Challenge:
In the text on binaural recording below, retype the passage that starts with "In Part I of" and ends with "in perfect 3-D!".

Provided text:
───

In Part I of this article, I discussed Ambisonics, a system that attempts to capture a three-dimensional sound field and then immerse the listener in a facsimile of that sound field as reconstructed by numerous speakers. Binaural techniques attempt to capture the spatially encoded sounds that enter the ear canals of an artificial "listener" at a live event and then deliver those same sounds to the ears of real listeners, thereby reconstructing the perception of the original three-dimensional sound field at different times and places.

Binaural means two ears. When you listen with your two ears, you are hearing in three dimensions--in fact, in perfect 3-D!

All of the acoustical information needed for 3-D auditory illusions is contained in the sounds arriving at our ears. Therefore, if we could encode recorded sounds in the appropriate manner and reproduce them for each of our ears, we should be able to reproduce 3-D audio experiences.

It has long been acknowledged that, in theory, the most accurate recording technique is binaural: The ears of an accurately modeled mannequin or dummy head are fitted with microphones, and the left- and right-ear signals are recorded and subsequently replayed through headphones to the ears of a listener (Fig. 1). A Bell Labs study of auditory perspective came to that conclusion in 1934 [1]. Ideally, the listener should experience an auditory illusion identical to that which would have occurred if he had taken the place of the mannequin at the original performance. As it turns out, although the binaural illusion works very well, it is not perfect. Listeners usually report a pleasantly spacious illusion, but sounds that should be perceived to be far out in front of the listener are instead localized inside, very close to, or even behind the head. Because most sounds of interest are outside and in front of us, within our field of vision, this is a serious problem.

───

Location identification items

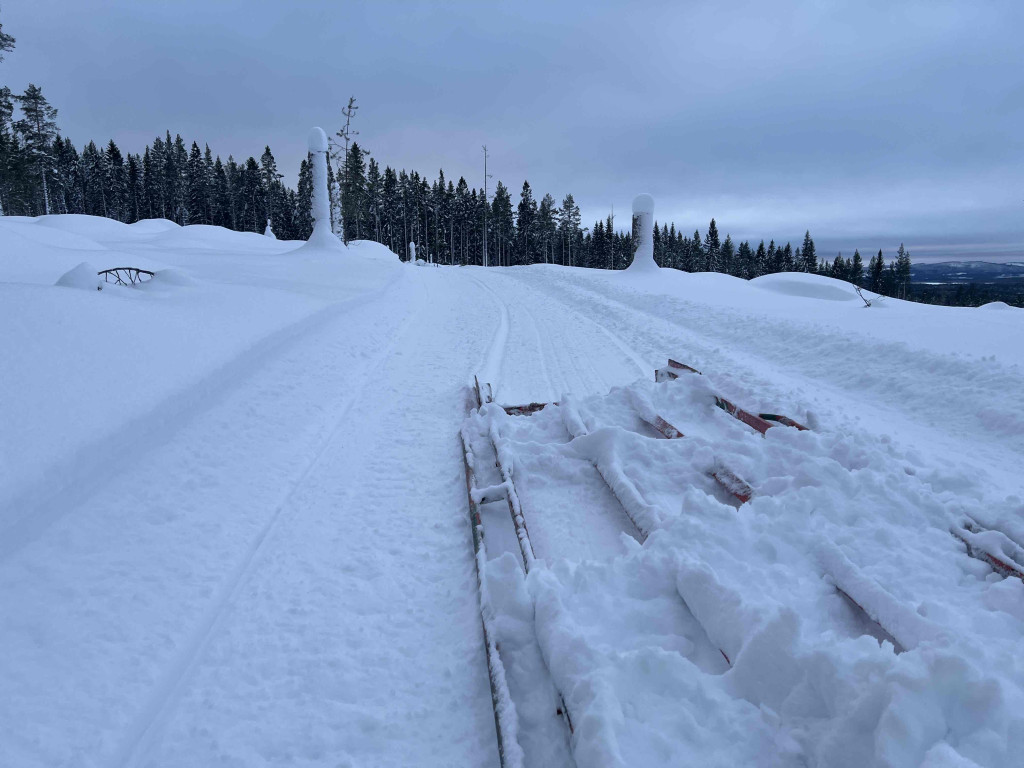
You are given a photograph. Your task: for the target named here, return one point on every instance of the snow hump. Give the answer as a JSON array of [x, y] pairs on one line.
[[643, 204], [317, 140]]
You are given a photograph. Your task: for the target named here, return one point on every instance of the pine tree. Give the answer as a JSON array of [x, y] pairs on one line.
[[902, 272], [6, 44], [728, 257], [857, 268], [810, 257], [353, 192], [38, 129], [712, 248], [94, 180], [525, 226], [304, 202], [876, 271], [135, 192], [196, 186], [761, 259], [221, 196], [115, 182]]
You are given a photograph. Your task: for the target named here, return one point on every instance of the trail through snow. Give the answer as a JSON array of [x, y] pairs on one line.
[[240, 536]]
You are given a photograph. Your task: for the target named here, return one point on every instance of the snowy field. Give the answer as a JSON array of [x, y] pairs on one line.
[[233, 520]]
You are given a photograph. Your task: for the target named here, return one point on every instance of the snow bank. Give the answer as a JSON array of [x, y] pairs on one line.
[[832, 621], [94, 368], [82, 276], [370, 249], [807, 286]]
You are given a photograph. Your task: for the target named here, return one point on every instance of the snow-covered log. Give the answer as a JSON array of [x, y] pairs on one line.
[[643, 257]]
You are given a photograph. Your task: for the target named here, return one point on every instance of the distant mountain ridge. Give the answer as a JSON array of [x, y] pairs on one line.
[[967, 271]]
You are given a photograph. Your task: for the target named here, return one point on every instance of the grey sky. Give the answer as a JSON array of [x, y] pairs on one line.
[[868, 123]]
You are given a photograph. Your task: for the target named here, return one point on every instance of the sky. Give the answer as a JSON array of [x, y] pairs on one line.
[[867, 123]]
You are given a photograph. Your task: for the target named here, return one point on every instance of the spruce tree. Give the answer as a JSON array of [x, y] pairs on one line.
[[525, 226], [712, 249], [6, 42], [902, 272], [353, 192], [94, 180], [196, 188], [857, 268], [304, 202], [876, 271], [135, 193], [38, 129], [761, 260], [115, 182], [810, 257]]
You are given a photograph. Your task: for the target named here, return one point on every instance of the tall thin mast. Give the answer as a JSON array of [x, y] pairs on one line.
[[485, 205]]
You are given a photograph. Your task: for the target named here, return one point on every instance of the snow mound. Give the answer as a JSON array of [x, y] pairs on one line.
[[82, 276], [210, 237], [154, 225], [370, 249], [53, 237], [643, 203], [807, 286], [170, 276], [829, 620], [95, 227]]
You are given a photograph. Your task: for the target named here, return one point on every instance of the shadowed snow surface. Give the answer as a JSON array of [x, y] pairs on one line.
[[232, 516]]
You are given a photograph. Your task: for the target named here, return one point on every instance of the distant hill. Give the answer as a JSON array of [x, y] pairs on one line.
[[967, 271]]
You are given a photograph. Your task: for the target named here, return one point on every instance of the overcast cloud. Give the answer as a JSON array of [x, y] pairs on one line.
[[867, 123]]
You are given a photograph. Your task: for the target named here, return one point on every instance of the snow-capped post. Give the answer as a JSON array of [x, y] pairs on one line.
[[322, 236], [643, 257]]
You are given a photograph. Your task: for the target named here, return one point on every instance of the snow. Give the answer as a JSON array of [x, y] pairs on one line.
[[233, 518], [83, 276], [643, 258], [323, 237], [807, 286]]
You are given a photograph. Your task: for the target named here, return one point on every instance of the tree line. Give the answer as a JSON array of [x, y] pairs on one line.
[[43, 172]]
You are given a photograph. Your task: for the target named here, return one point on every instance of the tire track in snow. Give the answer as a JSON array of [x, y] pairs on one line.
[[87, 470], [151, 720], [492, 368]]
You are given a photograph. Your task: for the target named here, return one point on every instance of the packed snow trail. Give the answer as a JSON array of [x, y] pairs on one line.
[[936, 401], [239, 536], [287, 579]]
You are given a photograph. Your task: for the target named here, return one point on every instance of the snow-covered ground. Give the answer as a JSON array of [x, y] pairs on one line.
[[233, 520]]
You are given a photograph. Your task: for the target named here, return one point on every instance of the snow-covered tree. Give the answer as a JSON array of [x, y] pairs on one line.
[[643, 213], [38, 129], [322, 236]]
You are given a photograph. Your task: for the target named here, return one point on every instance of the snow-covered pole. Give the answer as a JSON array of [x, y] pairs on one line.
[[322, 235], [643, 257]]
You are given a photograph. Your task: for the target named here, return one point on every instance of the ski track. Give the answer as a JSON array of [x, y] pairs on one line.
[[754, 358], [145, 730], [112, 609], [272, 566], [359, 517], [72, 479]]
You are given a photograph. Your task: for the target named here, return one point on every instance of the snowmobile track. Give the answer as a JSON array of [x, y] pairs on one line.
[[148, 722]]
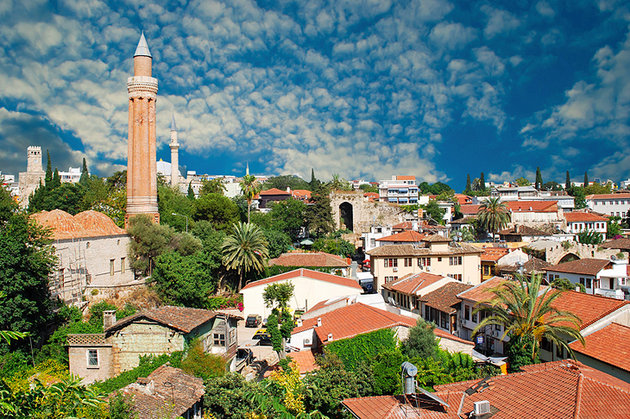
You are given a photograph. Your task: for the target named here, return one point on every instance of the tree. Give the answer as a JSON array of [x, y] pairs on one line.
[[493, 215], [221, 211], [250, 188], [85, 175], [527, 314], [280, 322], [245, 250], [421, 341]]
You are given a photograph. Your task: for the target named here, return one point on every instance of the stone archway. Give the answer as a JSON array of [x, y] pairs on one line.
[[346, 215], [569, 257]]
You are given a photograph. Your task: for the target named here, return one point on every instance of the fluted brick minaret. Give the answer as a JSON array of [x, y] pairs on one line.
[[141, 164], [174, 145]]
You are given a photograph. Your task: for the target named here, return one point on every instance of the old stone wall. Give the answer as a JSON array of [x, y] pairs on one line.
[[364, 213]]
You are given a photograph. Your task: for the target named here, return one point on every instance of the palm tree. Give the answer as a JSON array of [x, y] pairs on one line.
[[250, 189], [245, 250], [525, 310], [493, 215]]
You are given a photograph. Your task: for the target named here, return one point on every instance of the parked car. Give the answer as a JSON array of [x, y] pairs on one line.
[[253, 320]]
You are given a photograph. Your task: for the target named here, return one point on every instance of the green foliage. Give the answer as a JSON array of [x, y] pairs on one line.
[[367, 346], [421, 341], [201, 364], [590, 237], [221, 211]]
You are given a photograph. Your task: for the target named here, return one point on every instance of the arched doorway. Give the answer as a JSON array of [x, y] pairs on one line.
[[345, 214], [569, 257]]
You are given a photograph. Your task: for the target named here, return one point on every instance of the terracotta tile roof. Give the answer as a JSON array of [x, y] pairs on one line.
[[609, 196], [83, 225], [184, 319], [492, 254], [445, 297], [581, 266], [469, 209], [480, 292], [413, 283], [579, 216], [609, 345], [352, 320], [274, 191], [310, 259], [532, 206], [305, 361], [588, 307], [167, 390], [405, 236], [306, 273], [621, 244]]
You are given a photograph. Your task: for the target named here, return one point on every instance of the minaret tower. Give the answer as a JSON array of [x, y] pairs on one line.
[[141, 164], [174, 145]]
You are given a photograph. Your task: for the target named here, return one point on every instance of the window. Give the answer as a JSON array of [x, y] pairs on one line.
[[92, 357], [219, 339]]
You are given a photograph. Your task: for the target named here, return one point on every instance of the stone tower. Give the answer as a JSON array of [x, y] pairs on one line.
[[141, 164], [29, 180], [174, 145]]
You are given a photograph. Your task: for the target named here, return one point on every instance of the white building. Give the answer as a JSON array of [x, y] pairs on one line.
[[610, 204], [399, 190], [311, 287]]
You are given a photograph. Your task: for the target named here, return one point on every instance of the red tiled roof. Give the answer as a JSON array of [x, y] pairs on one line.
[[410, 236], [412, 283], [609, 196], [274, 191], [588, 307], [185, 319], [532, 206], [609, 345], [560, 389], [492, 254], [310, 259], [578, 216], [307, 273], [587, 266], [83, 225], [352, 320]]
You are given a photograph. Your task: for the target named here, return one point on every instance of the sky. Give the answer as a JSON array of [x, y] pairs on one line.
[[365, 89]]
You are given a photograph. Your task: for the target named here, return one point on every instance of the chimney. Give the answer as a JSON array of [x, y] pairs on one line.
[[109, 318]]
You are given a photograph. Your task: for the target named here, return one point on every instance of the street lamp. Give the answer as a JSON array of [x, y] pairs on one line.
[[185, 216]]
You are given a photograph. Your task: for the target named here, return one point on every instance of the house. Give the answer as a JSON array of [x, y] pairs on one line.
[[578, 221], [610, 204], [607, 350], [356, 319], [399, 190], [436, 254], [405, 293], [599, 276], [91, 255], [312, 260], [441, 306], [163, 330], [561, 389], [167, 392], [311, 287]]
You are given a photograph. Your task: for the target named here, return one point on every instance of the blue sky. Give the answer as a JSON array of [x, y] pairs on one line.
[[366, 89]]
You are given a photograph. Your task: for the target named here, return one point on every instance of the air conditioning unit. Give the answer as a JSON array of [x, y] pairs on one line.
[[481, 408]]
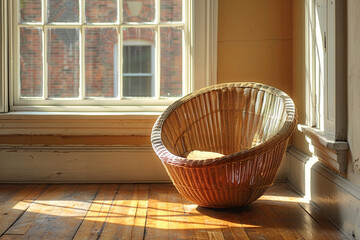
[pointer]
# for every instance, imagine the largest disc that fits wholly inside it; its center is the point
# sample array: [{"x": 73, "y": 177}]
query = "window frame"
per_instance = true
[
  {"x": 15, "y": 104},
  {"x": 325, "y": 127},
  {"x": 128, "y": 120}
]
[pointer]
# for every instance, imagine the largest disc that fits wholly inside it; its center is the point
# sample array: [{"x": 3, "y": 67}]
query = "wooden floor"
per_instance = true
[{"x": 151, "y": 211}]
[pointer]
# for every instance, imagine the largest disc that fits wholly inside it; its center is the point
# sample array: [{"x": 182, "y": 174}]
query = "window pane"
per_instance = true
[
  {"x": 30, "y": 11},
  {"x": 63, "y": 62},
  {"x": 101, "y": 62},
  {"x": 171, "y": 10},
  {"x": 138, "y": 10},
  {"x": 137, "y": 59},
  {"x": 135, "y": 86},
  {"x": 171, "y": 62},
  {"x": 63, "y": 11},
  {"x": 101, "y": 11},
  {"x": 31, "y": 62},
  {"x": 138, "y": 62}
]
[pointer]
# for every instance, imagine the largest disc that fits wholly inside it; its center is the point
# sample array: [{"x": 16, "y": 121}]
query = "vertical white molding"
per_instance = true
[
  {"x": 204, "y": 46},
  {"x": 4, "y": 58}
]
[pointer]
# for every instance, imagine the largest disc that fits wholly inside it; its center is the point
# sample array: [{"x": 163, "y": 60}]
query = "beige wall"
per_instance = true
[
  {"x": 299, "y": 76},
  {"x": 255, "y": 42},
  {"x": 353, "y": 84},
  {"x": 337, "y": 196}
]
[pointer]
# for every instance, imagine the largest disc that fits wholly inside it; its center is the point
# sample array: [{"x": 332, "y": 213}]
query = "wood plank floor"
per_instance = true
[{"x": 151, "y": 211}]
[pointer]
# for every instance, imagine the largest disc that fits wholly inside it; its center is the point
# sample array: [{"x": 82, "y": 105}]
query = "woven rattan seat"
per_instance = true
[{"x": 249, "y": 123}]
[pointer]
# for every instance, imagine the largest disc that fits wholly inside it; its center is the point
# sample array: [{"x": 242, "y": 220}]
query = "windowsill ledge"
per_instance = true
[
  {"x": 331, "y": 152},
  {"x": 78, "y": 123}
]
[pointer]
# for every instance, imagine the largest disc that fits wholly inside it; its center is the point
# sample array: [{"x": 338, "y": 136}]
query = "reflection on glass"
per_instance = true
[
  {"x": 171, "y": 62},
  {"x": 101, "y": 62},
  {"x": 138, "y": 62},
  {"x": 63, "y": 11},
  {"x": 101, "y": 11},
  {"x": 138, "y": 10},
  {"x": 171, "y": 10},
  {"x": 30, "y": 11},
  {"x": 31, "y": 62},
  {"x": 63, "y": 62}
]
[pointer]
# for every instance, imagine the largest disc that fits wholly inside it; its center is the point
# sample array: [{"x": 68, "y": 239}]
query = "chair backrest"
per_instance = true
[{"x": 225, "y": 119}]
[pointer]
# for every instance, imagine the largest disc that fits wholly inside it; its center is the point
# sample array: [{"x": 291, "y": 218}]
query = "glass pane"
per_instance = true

───

Answer to this exercise:
In Part I of this article, I discussed Ambisonics, a system that attempts to capture a three-dimensional sound field and then immerse the listener in a facsimile of that sound field as reconstructed by numerous speakers. Binaural techniques attempt to capture the spatially encoded sounds that enter the ear canals of an artificial "listener" at a live event and then deliver those same sounds to the ears of real listeners, thereby reconstructing the perception of the original three-dimensional sound field at different times and places.

Binaural means two ears. When you listen with your two ears, you are hearing in three dimensions--in fact, in perfect 3-D!